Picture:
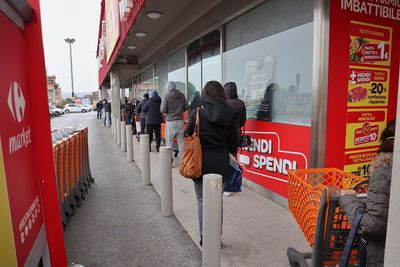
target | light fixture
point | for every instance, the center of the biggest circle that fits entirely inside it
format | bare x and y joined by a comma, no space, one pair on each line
154,14
140,34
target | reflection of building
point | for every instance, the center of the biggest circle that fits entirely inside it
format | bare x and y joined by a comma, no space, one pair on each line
53,91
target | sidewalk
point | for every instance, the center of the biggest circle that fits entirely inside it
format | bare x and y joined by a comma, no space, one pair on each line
256,231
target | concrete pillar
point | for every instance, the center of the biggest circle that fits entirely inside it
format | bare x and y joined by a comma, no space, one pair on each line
145,151
166,181
129,143
115,91
392,255
212,208
123,135
118,125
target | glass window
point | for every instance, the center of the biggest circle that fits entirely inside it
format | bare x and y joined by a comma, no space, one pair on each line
173,69
268,53
204,62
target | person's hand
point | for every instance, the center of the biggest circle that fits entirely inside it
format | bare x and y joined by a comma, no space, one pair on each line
347,192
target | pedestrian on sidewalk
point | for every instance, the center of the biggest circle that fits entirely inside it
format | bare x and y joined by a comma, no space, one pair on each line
174,105
218,138
139,110
373,224
107,111
238,105
99,107
153,119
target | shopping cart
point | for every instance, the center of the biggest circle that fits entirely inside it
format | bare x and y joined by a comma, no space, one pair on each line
314,205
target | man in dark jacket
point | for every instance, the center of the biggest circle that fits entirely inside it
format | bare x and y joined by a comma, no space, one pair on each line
99,107
153,118
174,105
139,110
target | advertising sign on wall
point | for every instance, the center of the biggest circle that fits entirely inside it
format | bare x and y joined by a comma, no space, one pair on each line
112,26
17,144
275,150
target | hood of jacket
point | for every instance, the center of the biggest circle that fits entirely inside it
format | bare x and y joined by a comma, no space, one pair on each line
382,159
155,99
218,112
230,90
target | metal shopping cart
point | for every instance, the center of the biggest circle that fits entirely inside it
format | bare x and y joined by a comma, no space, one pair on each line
323,223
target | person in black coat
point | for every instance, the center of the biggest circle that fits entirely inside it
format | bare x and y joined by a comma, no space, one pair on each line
153,118
218,138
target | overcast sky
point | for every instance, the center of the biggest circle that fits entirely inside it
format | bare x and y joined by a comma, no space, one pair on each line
78,19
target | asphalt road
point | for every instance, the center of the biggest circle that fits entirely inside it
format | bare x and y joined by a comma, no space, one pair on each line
119,223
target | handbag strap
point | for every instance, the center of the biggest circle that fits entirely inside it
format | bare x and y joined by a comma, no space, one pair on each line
197,126
350,239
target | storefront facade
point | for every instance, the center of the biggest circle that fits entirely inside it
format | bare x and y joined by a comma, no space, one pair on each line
292,63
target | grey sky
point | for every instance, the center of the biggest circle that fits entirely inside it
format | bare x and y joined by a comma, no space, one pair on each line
78,19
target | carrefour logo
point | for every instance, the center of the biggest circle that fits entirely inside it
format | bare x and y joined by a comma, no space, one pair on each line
16,102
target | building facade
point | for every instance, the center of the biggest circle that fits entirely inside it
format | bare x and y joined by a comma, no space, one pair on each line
308,71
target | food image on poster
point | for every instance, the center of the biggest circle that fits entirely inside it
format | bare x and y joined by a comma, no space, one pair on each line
368,87
364,127
370,44
359,162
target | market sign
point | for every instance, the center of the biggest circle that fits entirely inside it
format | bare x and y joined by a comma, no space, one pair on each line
274,151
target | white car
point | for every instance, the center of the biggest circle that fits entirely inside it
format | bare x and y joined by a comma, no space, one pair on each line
57,111
69,108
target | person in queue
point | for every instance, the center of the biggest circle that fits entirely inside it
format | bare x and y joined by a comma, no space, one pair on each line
153,119
141,113
238,105
174,105
107,111
218,138
373,224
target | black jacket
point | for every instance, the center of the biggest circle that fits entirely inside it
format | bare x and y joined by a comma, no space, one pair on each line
152,110
218,135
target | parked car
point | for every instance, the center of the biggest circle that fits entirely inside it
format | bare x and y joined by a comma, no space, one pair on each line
57,111
69,108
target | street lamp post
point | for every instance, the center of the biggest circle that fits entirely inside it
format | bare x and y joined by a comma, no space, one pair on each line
70,41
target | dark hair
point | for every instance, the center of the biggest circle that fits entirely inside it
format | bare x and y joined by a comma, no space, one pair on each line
387,137
214,89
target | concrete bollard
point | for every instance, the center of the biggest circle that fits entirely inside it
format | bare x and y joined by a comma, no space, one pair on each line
166,181
123,135
118,124
212,208
144,145
129,143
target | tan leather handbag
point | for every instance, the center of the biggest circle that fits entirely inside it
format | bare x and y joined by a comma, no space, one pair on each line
191,162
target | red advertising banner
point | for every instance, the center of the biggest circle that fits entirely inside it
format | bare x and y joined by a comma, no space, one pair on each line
18,148
275,150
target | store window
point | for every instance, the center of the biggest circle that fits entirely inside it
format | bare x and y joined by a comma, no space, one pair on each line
268,53
204,62
173,69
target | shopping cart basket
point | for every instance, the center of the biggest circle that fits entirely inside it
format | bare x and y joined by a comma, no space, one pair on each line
314,205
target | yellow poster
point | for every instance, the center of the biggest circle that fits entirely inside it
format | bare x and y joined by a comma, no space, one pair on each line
370,44
8,255
368,87
364,127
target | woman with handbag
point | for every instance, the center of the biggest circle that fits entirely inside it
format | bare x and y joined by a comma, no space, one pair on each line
373,224
218,138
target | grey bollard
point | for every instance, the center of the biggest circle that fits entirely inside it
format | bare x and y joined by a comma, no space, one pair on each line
129,143
212,208
118,124
123,135
166,181
144,147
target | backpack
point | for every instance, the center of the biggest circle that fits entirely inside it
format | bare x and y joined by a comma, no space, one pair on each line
191,163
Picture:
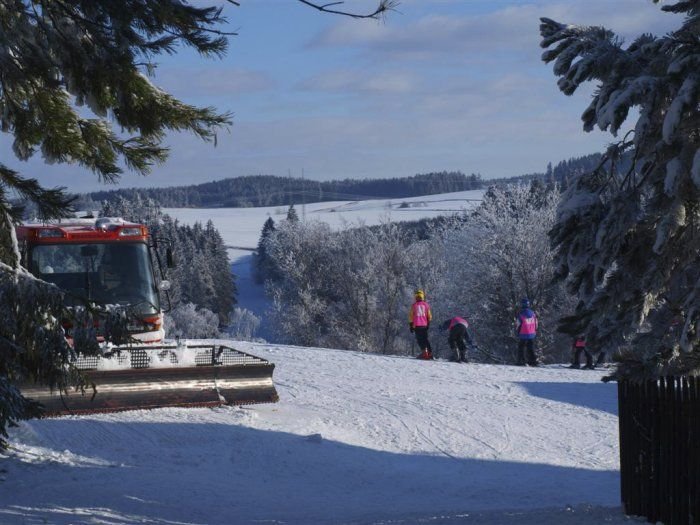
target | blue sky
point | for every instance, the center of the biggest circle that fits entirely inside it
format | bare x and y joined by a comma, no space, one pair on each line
438,85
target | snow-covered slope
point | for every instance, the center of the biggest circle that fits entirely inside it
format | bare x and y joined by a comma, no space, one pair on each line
240,229
355,438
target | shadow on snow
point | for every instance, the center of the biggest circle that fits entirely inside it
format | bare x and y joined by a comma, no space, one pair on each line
167,473
586,395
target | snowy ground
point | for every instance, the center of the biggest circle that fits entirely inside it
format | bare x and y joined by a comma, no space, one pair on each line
241,228
355,438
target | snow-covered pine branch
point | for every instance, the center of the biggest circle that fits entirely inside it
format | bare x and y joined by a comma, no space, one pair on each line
627,240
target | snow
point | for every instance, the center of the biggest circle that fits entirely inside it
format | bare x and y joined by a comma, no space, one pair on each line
355,438
240,229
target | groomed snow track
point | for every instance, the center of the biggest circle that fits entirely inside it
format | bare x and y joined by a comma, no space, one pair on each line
147,377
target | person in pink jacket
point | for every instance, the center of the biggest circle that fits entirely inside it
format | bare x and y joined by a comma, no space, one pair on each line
419,317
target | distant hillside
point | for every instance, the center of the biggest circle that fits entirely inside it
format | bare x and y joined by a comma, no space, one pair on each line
270,190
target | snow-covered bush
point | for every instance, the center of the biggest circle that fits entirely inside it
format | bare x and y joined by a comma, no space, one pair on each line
497,255
627,241
348,289
187,321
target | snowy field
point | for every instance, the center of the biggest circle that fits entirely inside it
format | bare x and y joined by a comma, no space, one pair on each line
355,439
241,228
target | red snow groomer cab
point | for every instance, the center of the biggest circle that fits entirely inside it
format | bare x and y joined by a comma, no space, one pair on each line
106,261
109,261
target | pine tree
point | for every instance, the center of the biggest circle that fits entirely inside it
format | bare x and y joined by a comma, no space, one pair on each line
627,240
45,97
71,73
262,262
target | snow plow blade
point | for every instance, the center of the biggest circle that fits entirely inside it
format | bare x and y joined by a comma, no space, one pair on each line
148,377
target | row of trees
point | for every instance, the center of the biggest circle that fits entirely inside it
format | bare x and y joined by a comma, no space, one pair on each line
352,288
256,190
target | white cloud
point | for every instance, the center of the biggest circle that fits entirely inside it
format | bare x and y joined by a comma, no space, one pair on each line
212,82
511,28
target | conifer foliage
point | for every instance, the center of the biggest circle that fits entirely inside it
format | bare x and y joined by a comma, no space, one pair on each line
627,241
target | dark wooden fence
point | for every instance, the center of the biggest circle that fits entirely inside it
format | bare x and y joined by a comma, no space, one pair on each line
660,449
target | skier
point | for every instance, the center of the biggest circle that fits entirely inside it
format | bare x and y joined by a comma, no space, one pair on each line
458,331
527,331
577,347
419,317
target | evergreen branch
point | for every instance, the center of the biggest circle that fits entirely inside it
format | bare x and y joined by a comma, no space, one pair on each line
53,203
382,8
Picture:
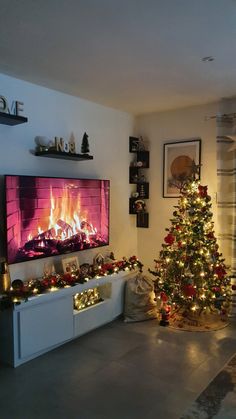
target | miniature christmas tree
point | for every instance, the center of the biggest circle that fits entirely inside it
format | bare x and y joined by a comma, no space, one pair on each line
190,275
85,144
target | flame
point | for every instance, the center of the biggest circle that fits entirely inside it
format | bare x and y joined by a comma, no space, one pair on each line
65,218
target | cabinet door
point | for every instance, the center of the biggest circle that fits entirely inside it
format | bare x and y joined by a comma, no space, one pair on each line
45,325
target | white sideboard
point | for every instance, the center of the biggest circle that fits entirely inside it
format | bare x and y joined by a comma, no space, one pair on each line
49,320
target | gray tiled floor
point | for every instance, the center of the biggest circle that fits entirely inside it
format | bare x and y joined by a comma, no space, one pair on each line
120,371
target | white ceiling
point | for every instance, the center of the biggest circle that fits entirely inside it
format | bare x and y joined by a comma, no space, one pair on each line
135,55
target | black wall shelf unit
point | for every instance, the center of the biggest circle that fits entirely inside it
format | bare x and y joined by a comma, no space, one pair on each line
137,177
8,119
63,155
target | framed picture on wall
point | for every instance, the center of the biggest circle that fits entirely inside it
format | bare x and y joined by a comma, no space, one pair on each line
180,160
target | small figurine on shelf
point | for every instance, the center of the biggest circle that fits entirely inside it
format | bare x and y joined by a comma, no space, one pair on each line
139,205
85,144
141,144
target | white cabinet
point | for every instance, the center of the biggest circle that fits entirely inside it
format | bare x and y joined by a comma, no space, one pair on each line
49,320
44,326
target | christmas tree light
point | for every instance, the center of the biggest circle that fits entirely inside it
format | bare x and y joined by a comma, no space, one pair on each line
190,274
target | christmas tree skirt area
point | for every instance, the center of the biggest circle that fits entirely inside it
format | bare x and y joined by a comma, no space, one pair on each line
218,400
195,322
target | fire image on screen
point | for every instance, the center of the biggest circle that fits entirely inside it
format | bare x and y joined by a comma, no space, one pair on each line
52,216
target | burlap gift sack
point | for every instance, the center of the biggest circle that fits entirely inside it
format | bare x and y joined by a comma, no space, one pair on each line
140,301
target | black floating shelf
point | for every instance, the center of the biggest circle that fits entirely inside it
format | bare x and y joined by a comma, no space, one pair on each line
8,119
63,155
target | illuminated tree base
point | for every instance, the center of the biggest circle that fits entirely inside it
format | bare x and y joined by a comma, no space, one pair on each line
196,322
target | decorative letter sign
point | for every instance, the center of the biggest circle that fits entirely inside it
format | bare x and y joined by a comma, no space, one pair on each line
16,105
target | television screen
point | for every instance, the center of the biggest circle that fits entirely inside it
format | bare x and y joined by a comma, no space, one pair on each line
48,216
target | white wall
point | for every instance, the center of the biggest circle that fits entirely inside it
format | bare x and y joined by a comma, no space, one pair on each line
51,113
167,127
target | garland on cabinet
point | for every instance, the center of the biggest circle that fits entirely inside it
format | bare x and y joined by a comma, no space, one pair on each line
20,291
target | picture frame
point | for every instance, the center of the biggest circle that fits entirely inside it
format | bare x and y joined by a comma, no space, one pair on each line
70,264
133,144
180,160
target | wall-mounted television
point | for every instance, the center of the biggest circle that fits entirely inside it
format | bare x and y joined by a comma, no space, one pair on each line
47,216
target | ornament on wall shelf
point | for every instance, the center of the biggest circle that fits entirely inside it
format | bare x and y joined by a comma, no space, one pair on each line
63,146
85,144
59,145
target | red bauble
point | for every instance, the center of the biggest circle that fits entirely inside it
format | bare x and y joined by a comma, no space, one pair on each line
189,290
220,271
210,235
169,239
68,278
53,281
202,190
164,297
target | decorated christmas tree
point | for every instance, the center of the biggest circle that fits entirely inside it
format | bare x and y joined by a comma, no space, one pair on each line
190,274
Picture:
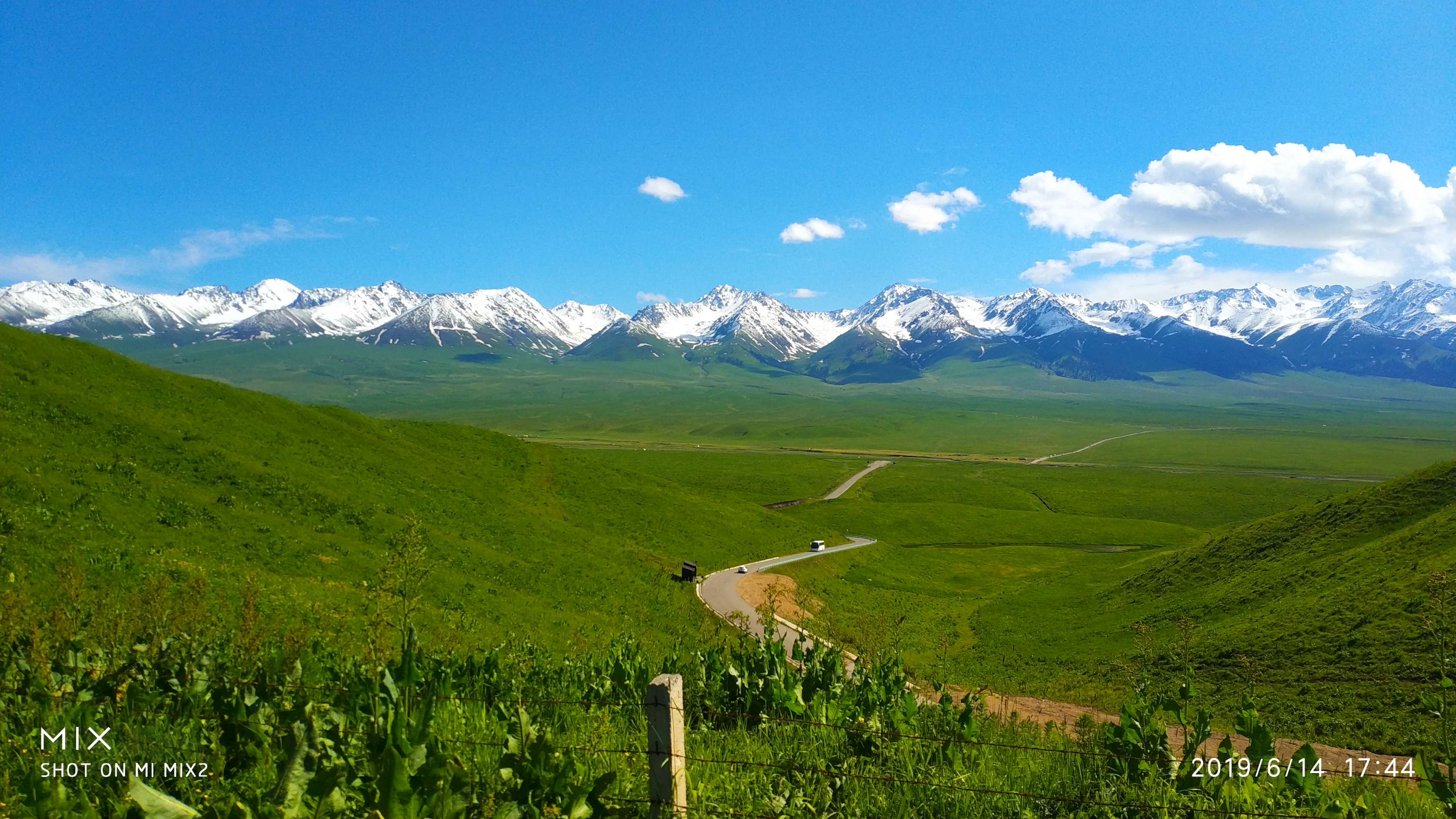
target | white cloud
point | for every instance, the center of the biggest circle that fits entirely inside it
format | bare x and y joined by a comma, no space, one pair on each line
193,251
1344,266
928,213
663,188
1183,274
1370,208
809,231
1108,254
1050,271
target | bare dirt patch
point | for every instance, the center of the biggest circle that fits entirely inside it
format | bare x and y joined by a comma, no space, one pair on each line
759,588
1066,715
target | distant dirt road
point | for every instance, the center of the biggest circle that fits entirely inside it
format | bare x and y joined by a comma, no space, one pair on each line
1128,436
721,594
855,479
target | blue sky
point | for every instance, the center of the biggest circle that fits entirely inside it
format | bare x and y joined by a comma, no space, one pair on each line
453,148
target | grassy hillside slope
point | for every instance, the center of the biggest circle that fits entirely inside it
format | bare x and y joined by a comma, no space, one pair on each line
1318,608
146,477
1325,607
1317,423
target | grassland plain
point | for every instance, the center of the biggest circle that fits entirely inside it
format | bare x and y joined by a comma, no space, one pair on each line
1318,610
1317,423
1002,573
149,477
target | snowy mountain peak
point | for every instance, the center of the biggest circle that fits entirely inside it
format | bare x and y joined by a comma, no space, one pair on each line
43,303
584,321
274,292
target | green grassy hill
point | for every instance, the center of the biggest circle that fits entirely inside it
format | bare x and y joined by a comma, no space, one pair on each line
1311,595
138,474
1324,607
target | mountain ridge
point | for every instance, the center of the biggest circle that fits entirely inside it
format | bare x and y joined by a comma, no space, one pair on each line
1398,331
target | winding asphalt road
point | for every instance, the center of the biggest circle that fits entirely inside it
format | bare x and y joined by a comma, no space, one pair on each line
720,589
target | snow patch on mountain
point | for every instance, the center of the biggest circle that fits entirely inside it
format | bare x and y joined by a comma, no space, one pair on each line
584,321
40,303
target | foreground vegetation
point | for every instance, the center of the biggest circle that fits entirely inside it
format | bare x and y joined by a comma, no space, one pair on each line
290,729
1318,608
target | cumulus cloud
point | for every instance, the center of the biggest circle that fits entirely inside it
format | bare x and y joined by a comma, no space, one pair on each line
662,188
1108,254
927,213
1052,271
1183,274
809,231
1372,213
190,253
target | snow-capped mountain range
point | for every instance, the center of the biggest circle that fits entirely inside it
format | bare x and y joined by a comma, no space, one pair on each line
1409,331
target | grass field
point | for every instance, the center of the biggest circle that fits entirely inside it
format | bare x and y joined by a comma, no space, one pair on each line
1302,423
145,480
989,570
1321,617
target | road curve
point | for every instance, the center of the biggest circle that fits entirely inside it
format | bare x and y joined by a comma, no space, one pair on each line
855,479
720,589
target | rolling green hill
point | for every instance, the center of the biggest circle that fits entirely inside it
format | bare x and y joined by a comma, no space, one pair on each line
134,474
1031,581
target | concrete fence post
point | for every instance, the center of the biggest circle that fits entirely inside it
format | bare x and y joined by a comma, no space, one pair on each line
667,773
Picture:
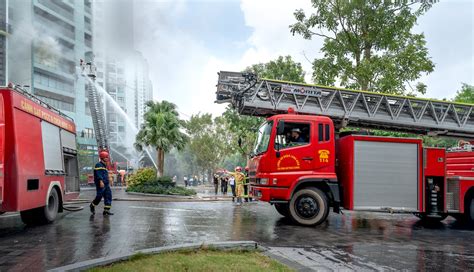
◇ ◇ ◇ ◇
SET TASK: Select every line of the material above that contains the string "sign", and reproduce each such line in full. Treat the match as case-sensitive.

IN RESPONSE:
target | advertising sign on wall
target | market sign
target | decorative letter sign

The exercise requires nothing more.